Segmentation mask data
== Segment start ==

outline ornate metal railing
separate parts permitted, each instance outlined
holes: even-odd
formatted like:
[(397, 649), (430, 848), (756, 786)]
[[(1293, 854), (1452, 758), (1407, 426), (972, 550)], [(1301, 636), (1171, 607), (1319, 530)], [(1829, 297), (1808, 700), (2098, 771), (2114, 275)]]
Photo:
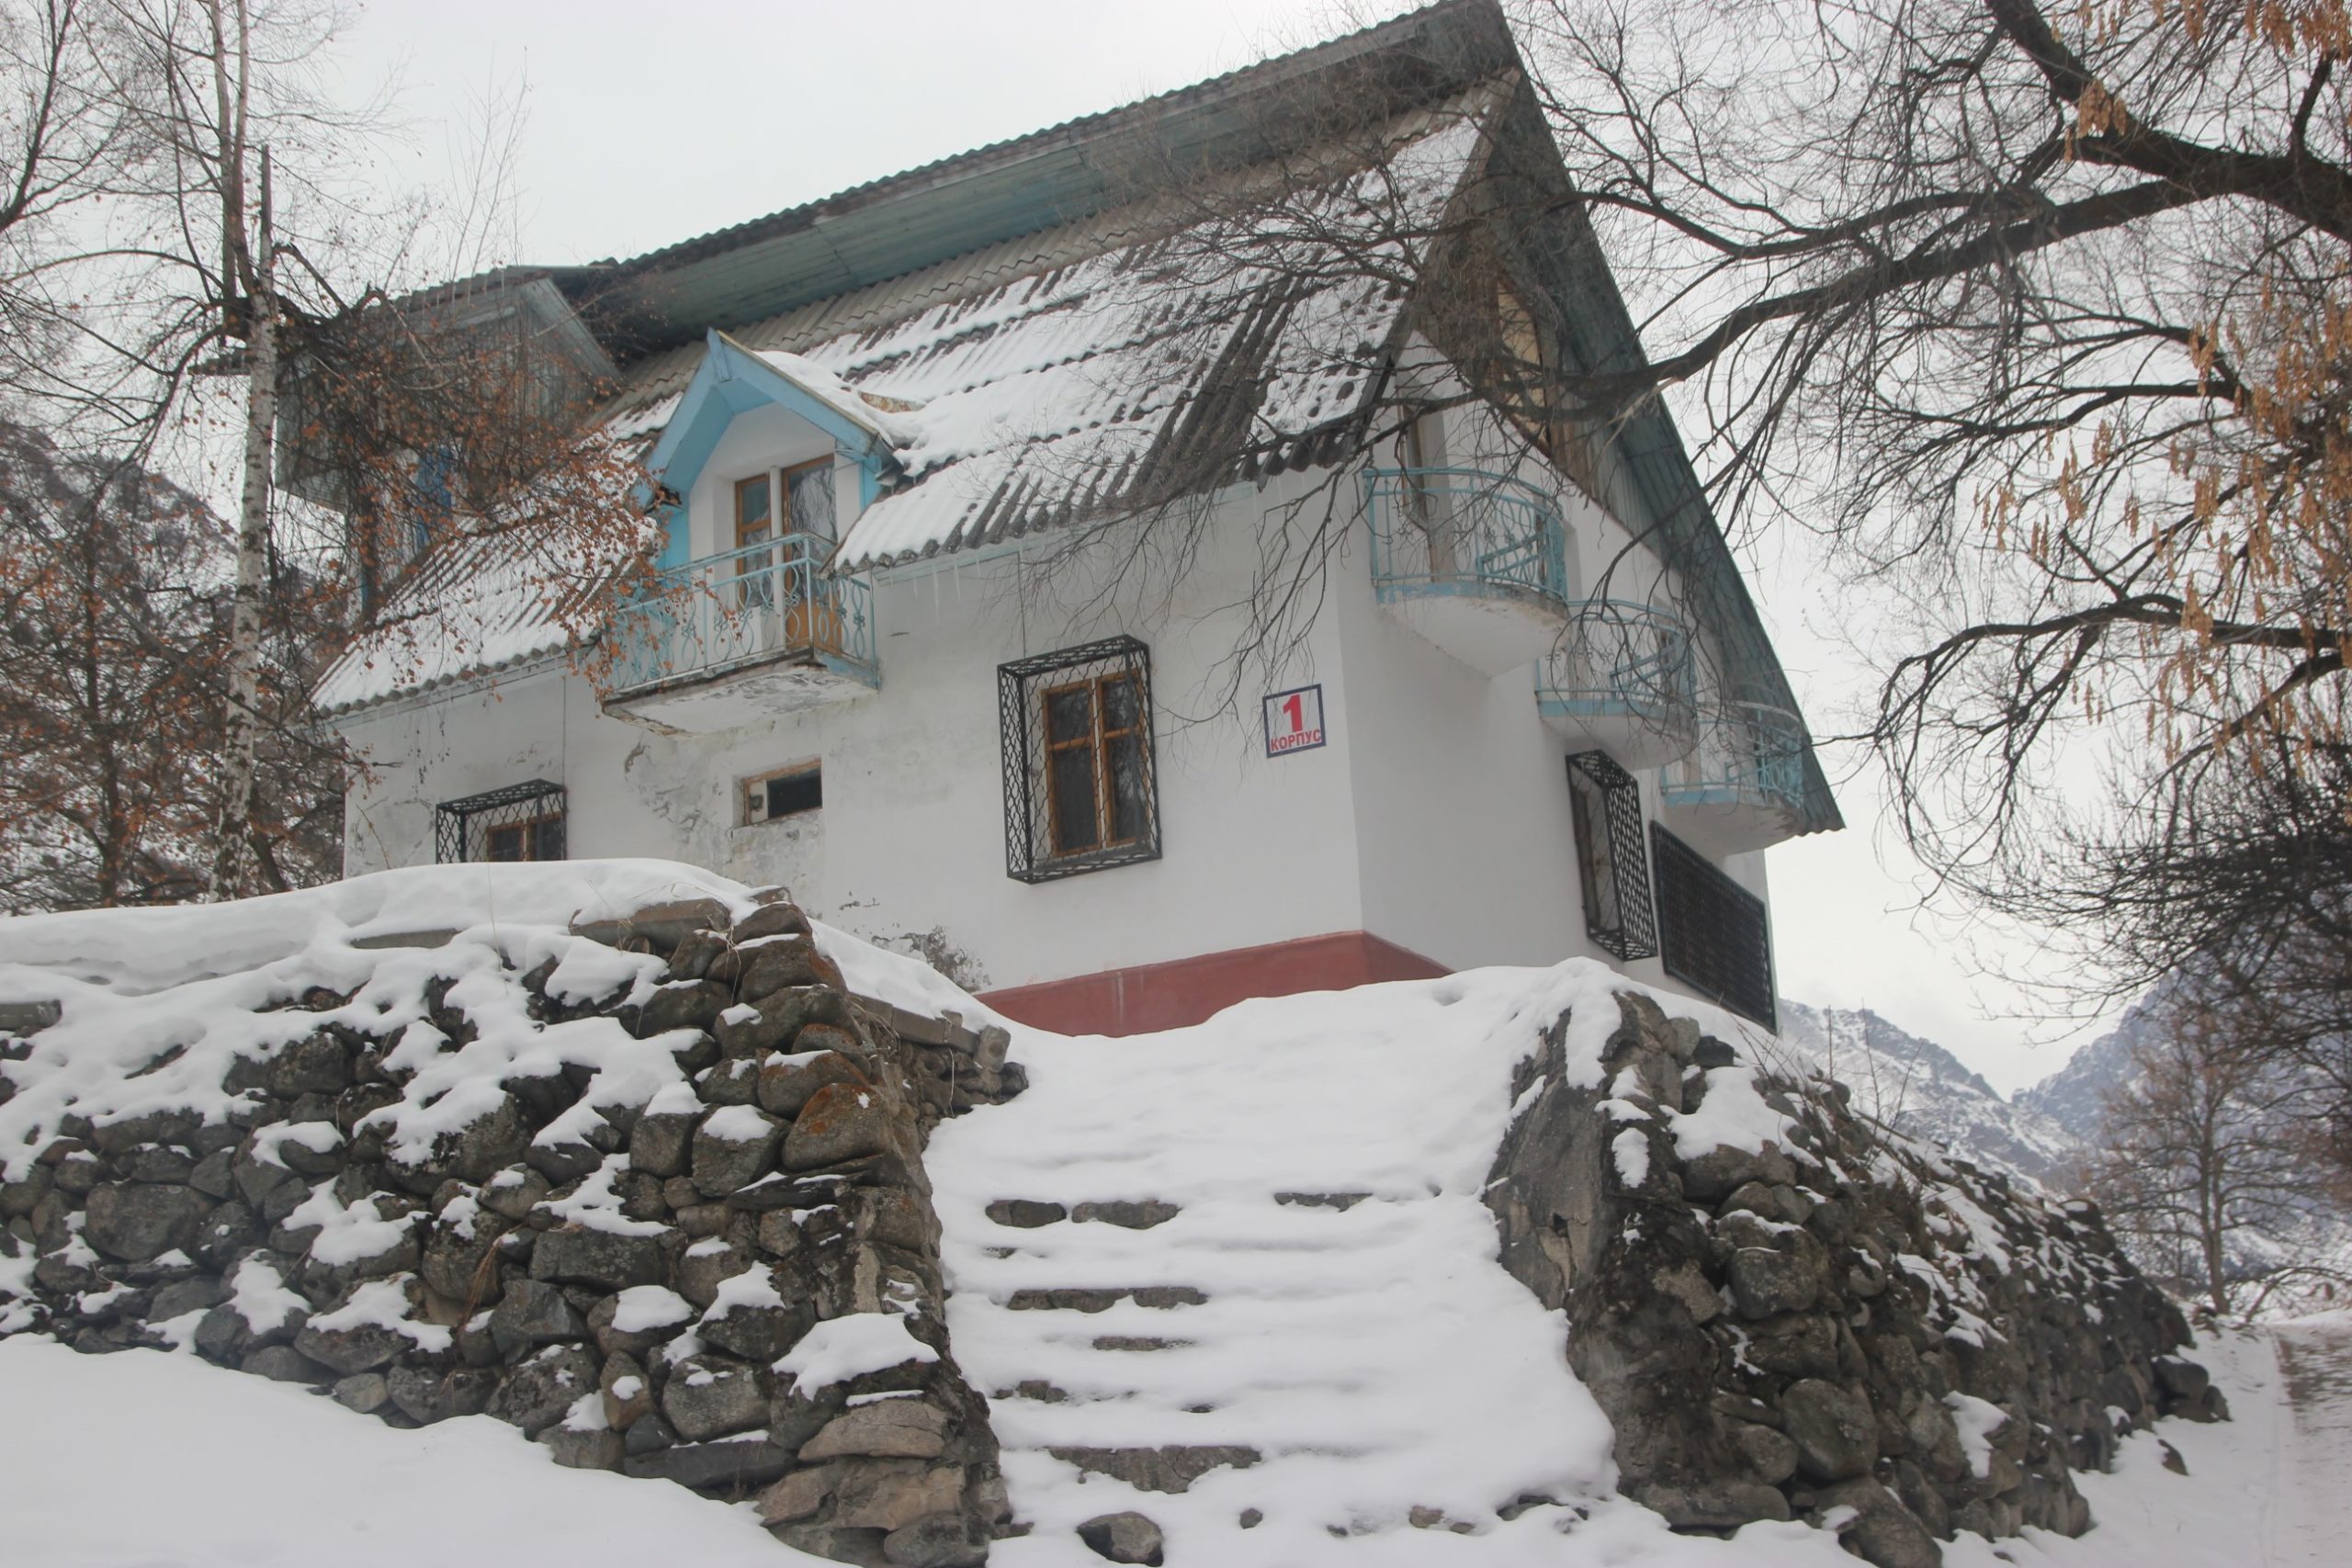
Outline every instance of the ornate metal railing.
[(1382, 603), (1496, 593), (1567, 602), (1560, 509), (1525, 480), (1483, 468), (1371, 468), (1364, 500)]
[(1566, 641), (1535, 667), (1539, 711), (1558, 718), (1631, 718), (1661, 734), (1698, 726), (1690, 628), (1670, 611), (1623, 599), (1568, 607)]
[(812, 536), (787, 534), (657, 573), (615, 617), (615, 692), (626, 695), (780, 659), (879, 685), (874, 590), (859, 578), (827, 576), (827, 547)]
[(1726, 702), (1710, 714), (1698, 748), (1666, 770), (1668, 806), (1804, 804), (1804, 721), (1770, 703)]

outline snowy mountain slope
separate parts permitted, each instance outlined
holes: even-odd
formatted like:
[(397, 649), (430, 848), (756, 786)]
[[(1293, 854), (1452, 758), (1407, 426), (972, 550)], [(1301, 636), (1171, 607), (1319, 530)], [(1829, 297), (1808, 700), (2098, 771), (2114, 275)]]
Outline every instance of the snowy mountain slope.
[(2018, 1105), (2064, 1127), (2075, 1139), (2098, 1141), (2107, 1096), (2133, 1076), (2132, 1054), (2154, 1022), (2146, 1002), (2134, 1003), (2122, 1019), (2074, 1055), (2056, 1072), (2018, 1095)]
[[(2152, 1043), (2161, 1028), (2157, 1009), (2161, 997), (2152, 995), (2134, 1003), (2116, 1027), (2081, 1050), (2058, 1071), (2018, 1096), (2024, 1113), (2065, 1129), (2077, 1146), (2092, 1149), (2105, 1141), (2108, 1097), (2126, 1089), (2139, 1075), (2135, 1054)], [(2247, 1225), (2227, 1244), (2232, 1269), (2244, 1276), (2276, 1270), (2312, 1269), (2320, 1274), (2290, 1277), (2269, 1301), (2276, 1313), (2308, 1311), (2332, 1304), (2340, 1293), (2328, 1280), (2352, 1276), (2352, 1224), (2316, 1200), (2301, 1213), (2264, 1226)], [(2166, 1259), (2143, 1257), (2143, 1268), (2165, 1271)], [(2190, 1272), (2193, 1274), (2194, 1269)]]
[(1851, 1088), (1856, 1110), (1987, 1169), (2064, 1184), (2077, 1135), (2038, 1107), (2002, 1099), (1934, 1041), (1868, 1009), (1783, 998), (1781, 1043), (1797, 1062)]

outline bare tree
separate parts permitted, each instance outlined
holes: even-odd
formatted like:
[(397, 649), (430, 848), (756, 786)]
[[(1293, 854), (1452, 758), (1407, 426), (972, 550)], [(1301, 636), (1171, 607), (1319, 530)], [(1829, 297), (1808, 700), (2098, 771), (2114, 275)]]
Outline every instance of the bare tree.
[[(1212, 278), (1410, 289), (1442, 396), (1587, 488), (1670, 403), (1713, 515), (1645, 542), (1827, 540), (1887, 633), (1898, 820), (1962, 891), (2048, 879), (2086, 748), (2130, 817), (2346, 740), (2340, 0), (1509, 12), (1523, 68), (1420, 106), (1488, 138), (1442, 206), (1333, 203), (1395, 134), (1376, 82), (1267, 111), (1313, 151), (1254, 184), (1146, 154), (1138, 189), (1183, 193)], [(1545, 286), (1602, 250), (1629, 310)]]
[[(222, 693), (207, 678), (231, 615), (219, 520), (180, 487), (60, 451), (0, 422), (0, 910), (200, 893), (220, 817)], [(318, 585), (274, 570), (262, 693), (299, 703), (294, 633)], [(256, 752), (256, 881), (334, 874), (340, 780), (311, 748)]]
[(1673, 389), (1727, 519), (1899, 606), (1871, 738), (1930, 864), (2044, 879), (2086, 740), (2137, 811), (2345, 739), (2342, 6), (1517, 16), (1651, 346), (1564, 390)]
[[(574, 609), (583, 582), (642, 541), (636, 475), (578, 417), (594, 367), (545, 352), (496, 308), (506, 275), (400, 291), (445, 254), (476, 259), (509, 189), (503, 154), (486, 151), (480, 199), (454, 228), (370, 188), (354, 171), (383, 135), (376, 106), (320, 85), (331, 7), (81, 0), (43, 15), (50, 47), (0, 64), (20, 100), (58, 106), (27, 123), (61, 151), (28, 162), (70, 152), (79, 183), (46, 176), (65, 193), (40, 209), (50, 220), (0, 230), (22, 241), (10, 277), (37, 280), (52, 308), (31, 318), (45, 346), (12, 338), (23, 373), (0, 395), (77, 460), (141, 482), (190, 455), (192, 429), (241, 432), (233, 589), (209, 646), (153, 623), (135, 573), (90, 579), (112, 595), (114, 643), (185, 660), (207, 694), (221, 736), (202, 752), (216, 812), (206, 884), (234, 896), (278, 880), (273, 846), (310, 817), (309, 792), (261, 787), (282, 779), (273, 759), (304, 756), (334, 784), (350, 765), (312, 725), (305, 682), (384, 612), (382, 589), (428, 536), (526, 538), (532, 569), (515, 587)], [(91, 210), (66, 210), (85, 189)], [(484, 298), (487, 327), (452, 309)], [(16, 531), (28, 572), (71, 577), (77, 547), (108, 531), (95, 499), (107, 493), (101, 479), (82, 517)]]
[(2228, 1314), (2301, 1259), (2281, 1245), (2320, 1200), (2301, 1158), (2301, 1075), (2245, 1020), (2184, 999), (2106, 1102), (2088, 1184), (2142, 1266)]

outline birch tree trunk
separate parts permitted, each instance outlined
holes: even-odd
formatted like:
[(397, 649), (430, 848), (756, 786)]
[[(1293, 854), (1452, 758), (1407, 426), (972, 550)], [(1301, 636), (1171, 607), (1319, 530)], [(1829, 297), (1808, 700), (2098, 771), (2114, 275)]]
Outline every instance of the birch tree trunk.
[[(236, 0), (237, 80), (229, 77), (229, 51), (220, 0), (213, 0), (213, 90), (220, 116), (221, 295), (233, 309), (240, 283), (245, 299), (244, 489), (237, 508), (237, 588), (230, 619), (228, 744), (222, 750), (220, 841), (212, 868), (214, 899), (242, 897), (253, 870), (254, 764), (261, 745), (262, 594), (269, 572), (272, 437), (277, 422), (277, 297), (271, 282), (269, 149), (261, 154), (261, 210), (251, 250), (245, 243), (245, 0)], [(233, 101), (232, 101), (233, 94)], [(247, 263), (250, 258), (250, 265)]]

== Segment end ==

> _Task item_
Give back every entry word for word, and drop the pictures as you go.

> _The answer_
outline ornate metal railing
separate parts permitted, each instance outlined
holes: even-odd
formatted like:
[(397, 649), (430, 848), (756, 786)]
[[(1293, 854), (1452, 758), (1407, 426), (972, 550)], [(1301, 636), (1171, 607), (1319, 530)], [(1829, 297), (1808, 700), (2098, 771), (2114, 275)]]
Photo:
Outline every instance of the ornate metal railing.
[(1382, 603), (1496, 593), (1567, 602), (1560, 509), (1525, 480), (1483, 468), (1371, 468), (1364, 500)]
[(1566, 641), (1535, 667), (1539, 711), (1558, 718), (1631, 718), (1661, 734), (1698, 726), (1690, 628), (1670, 611), (1623, 599), (1568, 607)]
[(812, 536), (787, 534), (657, 573), (615, 617), (615, 692), (626, 695), (780, 659), (879, 685), (874, 590), (859, 578), (827, 576), (827, 547)]
[(1726, 702), (1710, 714), (1698, 748), (1666, 770), (1668, 806), (1804, 804), (1804, 721), (1770, 703)]

outline snowy mountain slope
separate parts permitted, each instance outlined
holes: even-odd
formatted like:
[(397, 649), (430, 848), (756, 786)]
[[(1293, 854), (1452, 758), (1407, 426), (972, 550)], [(1301, 636), (1171, 607), (1319, 530)], [(1829, 297), (1808, 700), (2098, 771), (2114, 275)]]
Outline every instance of the snowy mountain slope.
[(2018, 1105), (2064, 1127), (2075, 1139), (2098, 1141), (2107, 1096), (2133, 1076), (2132, 1054), (2154, 1022), (2146, 1002), (2134, 1003), (2122, 1019), (2074, 1055), (2056, 1072), (2018, 1095)]
[[(2152, 1043), (2161, 1028), (2157, 1009), (2161, 997), (2152, 995), (2134, 1003), (2116, 1027), (2081, 1050), (2058, 1071), (2018, 1096), (2024, 1113), (2065, 1129), (2077, 1146), (2092, 1149), (2105, 1141), (2108, 1097), (2126, 1089), (2139, 1075), (2135, 1054)], [(2247, 1225), (2227, 1244), (2232, 1269), (2244, 1276), (2276, 1270), (2312, 1269), (2320, 1274), (2290, 1277), (2269, 1301), (2276, 1313), (2308, 1311), (2332, 1304), (2340, 1293), (2328, 1280), (2352, 1276), (2352, 1224), (2316, 1200), (2301, 1213), (2264, 1226)], [(2166, 1259), (2143, 1257), (2143, 1268), (2165, 1271)], [(2190, 1272), (2193, 1274), (2194, 1269)]]
[(1851, 1088), (1856, 1110), (1987, 1169), (2064, 1184), (2077, 1135), (2038, 1107), (2002, 1099), (1934, 1041), (1868, 1009), (1783, 998), (1781, 1043), (1797, 1062)]

outline bare tree
separate parts permitted, each instance outlined
holes: even-odd
formatted like:
[(397, 649), (430, 848), (756, 786)]
[[(1293, 854), (1452, 758), (1407, 426), (972, 550)], [(1301, 636), (1171, 607), (1319, 530)], [(1829, 297), (1808, 700), (2098, 771), (2114, 275)]]
Outline every instance of the bare tree.
[[(1212, 278), (1410, 289), (1442, 396), (1587, 488), (1670, 403), (1713, 515), (1645, 542), (1827, 540), (1887, 633), (1898, 820), (1962, 891), (2048, 879), (2086, 748), (2130, 817), (2346, 740), (2340, 0), (1509, 12), (1523, 68), (1420, 106), (1488, 138), (1442, 206), (1333, 203), (1395, 134), (1376, 82), (1267, 111), (1313, 151), (1254, 184), (1146, 154), (1138, 189), (1183, 193)], [(1545, 286), (1602, 250), (1629, 310)]]
[[(222, 693), (207, 678), (231, 615), (219, 520), (180, 487), (60, 451), (0, 422), (0, 910), (200, 893), (220, 817)], [(318, 585), (274, 570), (262, 693), (299, 703), (294, 633)], [(256, 752), (256, 881), (334, 874), (340, 780), (311, 748)]]
[(1673, 389), (1727, 519), (1899, 606), (1871, 738), (1930, 864), (2044, 879), (2086, 740), (2137, 811), (2345, 739), (2342, 6), (1517, 16), (1651, 346), (1564, 390)]
[[(574, 609), (583, 582), (642, 541), (636, 475), (578, 417), (594, 367), (545, 352), (496, 308), (506, 275), (400, 291), (445, 254), (476, 259), (509, 189), (503, 154), (486, 151), (480, 199), (454, 228), (370, 188), (354, 171), (383, 135), (376, 106), (320, 85), (331, 7), (81, 0), (43, 15), (50, 47), (0, 64), (20, 100), (58, 106), (27, 123), (61, 151), (28, 162), (70, 152), (79, 183), (46, 176), (65, 193), (40, 209), (50, 220), (0, 230), (22, 241), (10, 277), (37, 280), (52, 308), (31, 318), (45, 346), (12, 338), (23, 373), (0, 395), (77, 460), (141, 482), (190, 455), (192, 429), (241, 432), (233, 589), (209, 646), (153, 623), (135, 573), (90, 579), (112, 595), (114, 643), (185, 660), (207, 694), (221, 736), (202, 752), (216, 812), (206, 884), (234, 896), (278, 880), (273, 846), (310, 817), (309, 792), (261, 787), (282, 779), (273, 759), (304, 756), (334, 784), (350, 765), (312, 725), (305, 682), (384, 612), (382, 589), (428, 536), (526, 538), (532, 569), (515, 587)], [(91, 210), (66, 210), (85, 189)], [(484, 298), (487, 327), (452, 309)], [(16, 531), (28, 572), (71, 577), (77, 547), (108, 531), (95, 499), (107, 493), (101, 479), (82, 517)]]
[(2228, 1314), (2301, 1259), (2281, 1245), (2320, 1200), (2301, 1158), (2301, 1075), (2245, 1020), (2184, 999), (2106, 1102), (2088, 1184), (2142, 1266)]

outline birch tree trunk
separate parts permitted, each instance outlined
holes: even-odd
formatted like:
[(397, 649), (430, 848), (756, 786)]
[[(1293, 854), (1452, 758), (1407, 426), (972, 550)], [(1301, 636), (1171, 607), (1319, 530)], [(1829, 297), (1808, 700), (2098, 771), (2114, 275)]]
Outline every instance of the birch tree trunk.
[[(236, 0), (237, 80), (229, 77), (229, 51), (220, 0), (213, 0), (213, 90), (220, 116), (221, 295), (233, 309), (240, 283), (245, 299), (244, 489), (237, 508), (237, 588), (230, 619), (228, 744), (222, 750), (220, 841), (212, 868), (214, 899), (242, 897), (253, 870), (254, 764), (261, 745), (262, 594), (269, 572), (272, 437), (277, 422), (277, 297), (271, 282), (269, 149), (261, 154), (261, 210), (251, 250), (245, 243), (245, 0)], [(233, 101), (232, 101), (233, 94)], [(247, 263), (250, 258), (250, 265)]]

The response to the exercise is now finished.